(Stored records)

Content starts

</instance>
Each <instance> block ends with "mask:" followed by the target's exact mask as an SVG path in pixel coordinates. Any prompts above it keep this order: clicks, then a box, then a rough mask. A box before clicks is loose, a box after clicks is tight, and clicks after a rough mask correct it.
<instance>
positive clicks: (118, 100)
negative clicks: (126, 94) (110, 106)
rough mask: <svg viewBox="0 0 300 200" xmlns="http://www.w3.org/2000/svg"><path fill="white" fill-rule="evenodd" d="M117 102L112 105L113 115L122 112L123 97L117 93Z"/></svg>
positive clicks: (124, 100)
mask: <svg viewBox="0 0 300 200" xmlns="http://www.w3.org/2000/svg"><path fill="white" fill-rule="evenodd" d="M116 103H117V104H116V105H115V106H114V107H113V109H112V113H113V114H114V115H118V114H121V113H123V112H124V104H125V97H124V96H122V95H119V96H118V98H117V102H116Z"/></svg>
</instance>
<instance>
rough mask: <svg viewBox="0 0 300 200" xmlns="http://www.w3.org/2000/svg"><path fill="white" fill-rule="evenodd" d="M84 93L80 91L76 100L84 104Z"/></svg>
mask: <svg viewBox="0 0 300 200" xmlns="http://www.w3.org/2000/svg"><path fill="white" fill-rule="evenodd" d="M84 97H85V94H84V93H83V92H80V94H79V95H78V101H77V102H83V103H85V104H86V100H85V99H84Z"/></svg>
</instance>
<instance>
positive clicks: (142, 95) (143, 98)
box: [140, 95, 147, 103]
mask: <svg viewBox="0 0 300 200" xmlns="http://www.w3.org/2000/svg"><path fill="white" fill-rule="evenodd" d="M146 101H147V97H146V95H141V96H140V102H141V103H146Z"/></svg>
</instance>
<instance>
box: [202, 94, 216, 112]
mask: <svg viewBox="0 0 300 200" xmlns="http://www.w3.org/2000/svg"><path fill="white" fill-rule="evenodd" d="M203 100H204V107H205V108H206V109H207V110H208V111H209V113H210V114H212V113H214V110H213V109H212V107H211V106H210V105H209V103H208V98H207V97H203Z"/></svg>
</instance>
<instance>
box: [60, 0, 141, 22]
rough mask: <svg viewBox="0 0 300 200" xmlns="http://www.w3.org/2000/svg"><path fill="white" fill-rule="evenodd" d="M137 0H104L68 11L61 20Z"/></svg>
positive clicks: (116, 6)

Content ends

- _HOW TO COMPLETE THIS TASK_: Pick out every line of the entries above that contains the word "positive", matching case exactly.

- _TASK RESULT_:
positive clicks: (118, 100)
positive clicks: (124, 100)
positive clicks: (142, 95) (143, 98)
positive clicks: (116, 6)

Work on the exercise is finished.